++++ Study text ++++

Pakistan’s relationship with the US is once again at the crossroads. This is not happening for the first time. The situation was similar as far back as in the late seventies and as recently as the early 2000s. In both cases, there were tensions between the two countries before they eventually became partners at wars in Afghanistan. Once more, Afghanistan has increasingly become the bone of contention between the two countries, putting US-Pak relations in a bit of a freeze. But if the past is any guide, things can change – the key for Pakistan is to play its cards right.
Both Pakistan and the US need each other. America has certain requirements from Pakistan, mostly pertaining to its counter-terrorism objectives in Afghanistan. And Pakistan is in a position to help meet American dependency. However, Pakistan’s dependency is much more. About 15 percent of foreign exchange earnings – exports and remittances – came from the US last year. The figure becomes larger when inflows from US allies (e.g. the EU and the UK) are accounted for. Moreover, US has influence on multilateral lending agencies – especially the International Monetary Fund (IMF), and other bodies – as well as on Financial Action Task Force (FATF). This has bearings on Pakistan’s foreign policy and economic security.

++++ Data ++++

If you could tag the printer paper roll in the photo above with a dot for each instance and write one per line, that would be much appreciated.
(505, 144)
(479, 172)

++++

Retype the passage on Pakistan–US relations in full, word for word. The lines have no connection to the passage on Pakistan–US relations.

Pakistan’s relationship with the US is once again at the crossroads. This is not happening for the first time. The situation was similar as far back as in the late seventies and as recently as the early 2000s. In both cases, there were tensions between the two countries before they eventually became partners at wars in Afghanistan. Once more, Afghanistan has increasingly become the bone of contention between the two countries, putting US-Pak relations in a bit of a freeze. But if the past is any guide, things can change – the key for Pakistan is to play its cards right.
Both Pakistan and the US need each other. America has certain requirements from Pakistan, mostly pertaining to its counter-terrorism objectives in Afghanistan. And Pakistan is in a position to help meet American dependency. However, Pakistan’s dependency is much more. About 15 percent of foreign exchange earnings – exports and remittances – came from the US last year. The figure becomes larger when inflows from US allies (e.g. the EU and the UK) are accounted for. Moreover, US has influence on multilateral lending agencies – especially the International Monetary Fund (IMF), and other bodies – as well as on Financial Action Task Force (FATF). This has bearings on Pakistan’s foreign policy and economic security.